**Article**
--------------------
The Creep toward Autocracy – Real or Imagined?

Crossing this line is worse than uncivil, and is no joke

In the face of more and more ominous signs that the President of the United States is inciting violence against journalists, what voice among Republicans has been lifted against him?  In any substantive way: none.

Now that Donald Trump has crossed a line by tweeting a cartoon of himself physically bashing a CNN journalist, it is time for some high-ranking Republican to denounce this behavior as WRONG—not merely inappropriate or tasteless or even “loathsome,” as they are euphemistically calling it, but flat-out wrong, and not just morally but in the sense of a threat to the free press and therefore Western democracy (such as it is).

Administration spokespersons are asking why Trump detractors “can’t take a joke.”  Well, it was a joke when posted on Reddit—probably as satire—but not a joke when appropriated by the President himself. Anyone who minimizes it has put himself or herself on the wrong side of an increasingly dangerous line.
--------------------
**Entries provided**
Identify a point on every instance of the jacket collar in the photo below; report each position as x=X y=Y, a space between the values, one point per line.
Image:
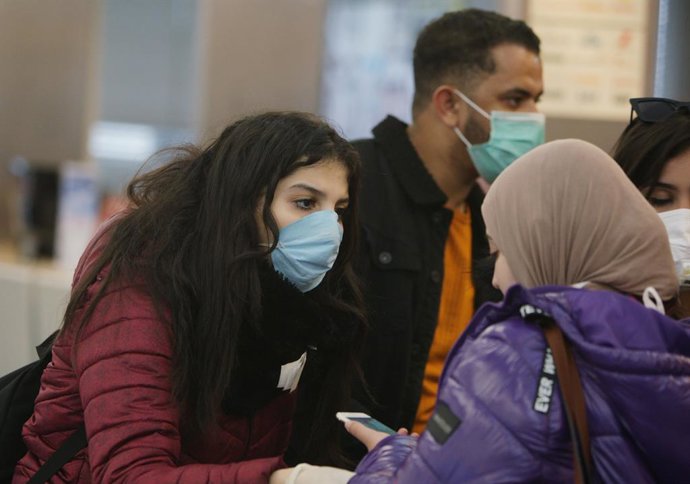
x=391 y=136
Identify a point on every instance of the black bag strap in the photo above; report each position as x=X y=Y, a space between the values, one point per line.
x=62 y=456
x=572 y=394
x=74 y=442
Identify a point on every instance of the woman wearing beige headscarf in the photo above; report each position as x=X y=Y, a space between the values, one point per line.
x=567 y=214
x=564 y=214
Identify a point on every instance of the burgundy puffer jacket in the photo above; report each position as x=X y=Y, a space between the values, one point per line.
x=119 y=384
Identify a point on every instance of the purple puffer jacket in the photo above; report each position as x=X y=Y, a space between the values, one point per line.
x=499 y=425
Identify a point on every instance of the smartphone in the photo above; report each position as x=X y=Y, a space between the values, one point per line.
x=365 y=419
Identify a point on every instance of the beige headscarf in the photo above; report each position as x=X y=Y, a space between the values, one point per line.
x=566 y=213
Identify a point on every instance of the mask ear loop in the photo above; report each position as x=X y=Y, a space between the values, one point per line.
x=652 y=300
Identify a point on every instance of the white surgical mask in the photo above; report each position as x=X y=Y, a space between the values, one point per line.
x=677 y=224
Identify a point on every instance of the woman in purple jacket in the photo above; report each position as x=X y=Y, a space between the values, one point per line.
x=563 y=215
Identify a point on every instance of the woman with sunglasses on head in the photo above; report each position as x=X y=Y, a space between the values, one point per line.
x=582 y=255
x=215 y=318
x=654 y=151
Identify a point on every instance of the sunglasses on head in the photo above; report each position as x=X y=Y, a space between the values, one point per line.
x=655 y=109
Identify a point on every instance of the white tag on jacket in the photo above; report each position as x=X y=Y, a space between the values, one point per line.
x=291 y=372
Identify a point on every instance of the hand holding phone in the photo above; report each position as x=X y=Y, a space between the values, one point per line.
x=364 y=428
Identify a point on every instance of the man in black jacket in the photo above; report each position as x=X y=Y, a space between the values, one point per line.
x=423 y=234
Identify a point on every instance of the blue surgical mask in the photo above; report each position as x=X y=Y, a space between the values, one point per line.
x=512 y=135
x=307 y=249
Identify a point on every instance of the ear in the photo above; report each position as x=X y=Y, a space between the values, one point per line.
x=448 y=106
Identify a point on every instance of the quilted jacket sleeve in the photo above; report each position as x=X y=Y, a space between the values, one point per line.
x=123 y=366
x=489 y=385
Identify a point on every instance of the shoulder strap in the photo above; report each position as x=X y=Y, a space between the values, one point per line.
x=62 y=456
x=572 y=395
x=74 y=442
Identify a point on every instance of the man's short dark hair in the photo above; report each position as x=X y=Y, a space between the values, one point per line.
x=457 y=46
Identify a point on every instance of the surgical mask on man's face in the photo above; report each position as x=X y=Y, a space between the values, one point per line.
x=677 y=224
x=512 y=135
x=307 y=249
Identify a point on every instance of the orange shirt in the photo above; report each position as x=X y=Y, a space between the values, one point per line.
x=455 y=310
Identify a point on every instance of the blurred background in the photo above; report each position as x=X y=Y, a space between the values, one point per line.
x=89 y=89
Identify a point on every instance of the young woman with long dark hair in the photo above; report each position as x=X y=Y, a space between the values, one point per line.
x=215 y=320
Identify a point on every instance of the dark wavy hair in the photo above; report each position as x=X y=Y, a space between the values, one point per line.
x=191 y=235
x=643 y=148
x=458 y=46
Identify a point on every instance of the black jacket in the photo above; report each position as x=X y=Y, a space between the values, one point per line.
x=405 y=226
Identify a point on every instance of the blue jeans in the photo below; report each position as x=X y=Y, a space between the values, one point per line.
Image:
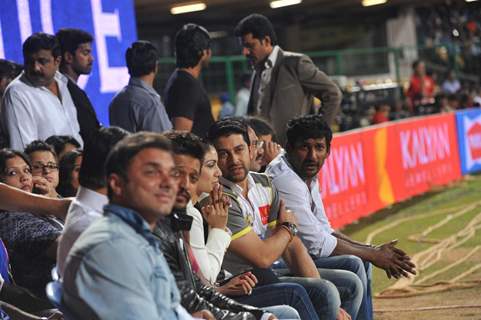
x=362 y=269
x=340 y=288
x=275 y=294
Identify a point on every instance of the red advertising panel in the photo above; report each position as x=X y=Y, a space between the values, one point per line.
x=372 y=168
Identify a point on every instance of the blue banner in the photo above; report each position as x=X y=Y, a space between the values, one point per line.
x=469 y=140
x=111 y=22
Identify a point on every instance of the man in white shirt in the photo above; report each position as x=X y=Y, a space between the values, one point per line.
x=92 y=193
x=295 y=175
x=38 y=104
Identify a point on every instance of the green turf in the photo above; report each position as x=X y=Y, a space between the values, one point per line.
x=455 y=196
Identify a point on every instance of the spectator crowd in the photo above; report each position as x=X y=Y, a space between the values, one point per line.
x=168 y=213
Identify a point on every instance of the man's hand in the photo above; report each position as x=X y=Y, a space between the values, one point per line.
x=271 y=150
x=203 y=314
x=216 y=213
x=239 y=285
x=285 y=215
x=394 y=261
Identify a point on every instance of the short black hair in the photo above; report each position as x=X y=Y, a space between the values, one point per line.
x=307 y=127
x=41 y=41
x=190 y=42
x=70 y=39
x=261 y=126
x=39 y=145
x=258 y=25
x=416 y=63
x=119 y=158
x=227 y=127
x=92 y=172
x=7 y=154
x=187 y=143
x=59 y=142
x=65 y=168
x=141 y=58
x=9 y=69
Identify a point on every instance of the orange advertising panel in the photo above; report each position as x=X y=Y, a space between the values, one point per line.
x=372 y=168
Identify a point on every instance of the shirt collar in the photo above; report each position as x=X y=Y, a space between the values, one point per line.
x=133 y=219
x=137 y=82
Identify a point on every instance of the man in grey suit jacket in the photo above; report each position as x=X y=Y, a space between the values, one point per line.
x=284 y=83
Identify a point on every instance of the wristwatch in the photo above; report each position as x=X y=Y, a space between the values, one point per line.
x=291 y=227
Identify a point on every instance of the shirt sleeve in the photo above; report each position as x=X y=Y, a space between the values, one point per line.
x=18 y=120
x=318 y=83
x=314 y=236
x=211 y=254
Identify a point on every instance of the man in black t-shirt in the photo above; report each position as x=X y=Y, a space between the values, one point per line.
x=185 y=98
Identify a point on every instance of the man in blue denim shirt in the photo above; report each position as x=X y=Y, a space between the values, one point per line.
x=116 y=270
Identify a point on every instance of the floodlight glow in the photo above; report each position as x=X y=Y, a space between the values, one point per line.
x=284 y=3
x=367 y=3
x=191 y=7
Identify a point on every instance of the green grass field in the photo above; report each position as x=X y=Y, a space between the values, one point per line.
x=425 y=212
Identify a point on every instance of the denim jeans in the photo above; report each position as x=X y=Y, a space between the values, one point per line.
x=339 y=288
x=362 y=269
x=275 y=294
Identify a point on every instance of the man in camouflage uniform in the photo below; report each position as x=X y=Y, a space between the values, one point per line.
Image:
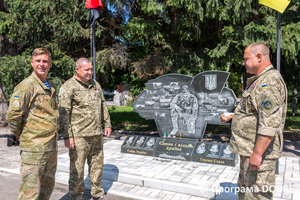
x=32 y=116
x=257 y=124
x=82 y=110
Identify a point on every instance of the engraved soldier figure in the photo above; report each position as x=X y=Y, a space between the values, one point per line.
x=32 y=116
x=257 y=124
x=82 y=110
x=184 y=105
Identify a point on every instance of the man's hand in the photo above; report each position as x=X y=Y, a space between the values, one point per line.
x=261 y=145
x=107 y=132
x=225 y=119
x=255 y=161
x=69 y=143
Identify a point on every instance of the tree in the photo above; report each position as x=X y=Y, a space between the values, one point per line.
x=62 y=27
x=191 y=36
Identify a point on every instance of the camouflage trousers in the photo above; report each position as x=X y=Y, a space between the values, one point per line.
x=38 y=174
x=256 y=184
x=90 y=149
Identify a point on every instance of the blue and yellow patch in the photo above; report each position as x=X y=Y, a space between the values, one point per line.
x=267 y=105
x=16 y=103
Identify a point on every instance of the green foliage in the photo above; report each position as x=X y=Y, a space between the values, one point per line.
x=124 y=118
x=61 y=26
x=13 y=70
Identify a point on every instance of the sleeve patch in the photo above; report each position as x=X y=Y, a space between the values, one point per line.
x=267 y=105
x=16 y=104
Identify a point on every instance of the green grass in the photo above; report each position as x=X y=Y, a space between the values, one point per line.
x=124 y=118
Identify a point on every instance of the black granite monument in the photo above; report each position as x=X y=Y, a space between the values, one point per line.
x=182 y=106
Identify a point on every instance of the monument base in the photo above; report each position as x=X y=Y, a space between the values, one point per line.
x=180 y=149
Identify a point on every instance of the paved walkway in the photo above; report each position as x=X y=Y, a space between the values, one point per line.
x=142 y=177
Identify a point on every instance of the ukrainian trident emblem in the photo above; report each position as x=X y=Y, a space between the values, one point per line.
x=211 y=81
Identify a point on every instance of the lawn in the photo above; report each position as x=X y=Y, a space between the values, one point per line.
x=124 y=118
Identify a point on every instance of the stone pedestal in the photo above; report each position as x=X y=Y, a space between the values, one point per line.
x=180 y=149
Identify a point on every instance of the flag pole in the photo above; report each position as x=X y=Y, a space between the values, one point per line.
x=278 y=39
x=94 y=51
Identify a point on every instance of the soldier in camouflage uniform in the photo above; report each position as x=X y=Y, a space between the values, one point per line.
x=32 y=116
x=82 y=110
x=257 y=125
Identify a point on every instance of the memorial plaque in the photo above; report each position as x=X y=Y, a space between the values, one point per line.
x=214 y=153
x=176 y=149
x=142 y=145
x=185 y=104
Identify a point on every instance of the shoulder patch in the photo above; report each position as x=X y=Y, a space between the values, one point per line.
x=16 y=103
x=267 y=105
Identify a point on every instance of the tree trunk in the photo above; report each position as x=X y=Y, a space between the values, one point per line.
x=295 y=101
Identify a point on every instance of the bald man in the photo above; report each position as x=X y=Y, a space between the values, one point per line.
x=257 y=124
x=82 y=111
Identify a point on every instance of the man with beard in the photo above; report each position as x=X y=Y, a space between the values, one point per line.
x=257 y=124
x=82 y=110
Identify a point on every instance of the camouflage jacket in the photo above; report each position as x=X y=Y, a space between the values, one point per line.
x=82 y=109
x=32 y=115
x=262 y=110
--------------------
**Challenges**
**a.** Do these statements agree with the article on the creep toward autocracy? (i) Republicans have spoken out against the President in a substantive way. (ii) The cartoon Trump tweeted showed him physically bashing a CNN journalist. (iii) The cartoon was still a joke once the President posted it. For each, answer yes or no and quote the words of the article that decide it.
**b.** What would come next in the article on the creep toward autocracy? Continue it from its final sentence.
The items above are separate from the article.

**Final results**
**a.**
(i) No: "In any substantive way: none."
(ii) Yes: "tweeting a cartoon of himself physically bashing a CNN journalist"
(iii) No: "but not a joke when appropriated by the President himself."

**b.**
Few readers of this blog would disagree with my point of view, but few readers of this blog would not be identified as a biased liberal.  I am guilty as charged, since everything I read or hear about Trump is colored by my preconception of him as a callous and reckless bully. At times I may be “unfair,” but my unfairness pales beside the vicious partisanship engaged in by conservatives without compunction,

But liberal or conservative bias is no longer the point. The point is, to what extent violence or the threat of violence against journalism is being normalized. The dividing line between civility and barbarism is being steadily pushed in the direction of barbarism with barely a peep from Republican lawmakers, not because they fail to see it, but because they are quietly willing to accept it for fear of voter backlash from the easily riled Trump base.

Focus on Trump’s personality is mistaken: normalization of violent hostility is the issue

Conservatives scoff at the idea that Trump’s antics represent a direct threat to our institutions by Trump himself. And they’re right. They know that Trump does not understand how to use the levers of power enough to rise to the level of dictatorship imposed by such thugs as Vladimir Putin. They count on the fact that James Mattis or H R McMaster will rein in the President if he goes totally, violently manic. They are correct on the first count, and, sane people will hope, on the second.  They are correct in that, for the present, checks and balances will insure Donald Trump and his cabal in the White House cannot trample on the Constitution. But their political timidity allows the creep toward despotism to continue yard by inexorable yard.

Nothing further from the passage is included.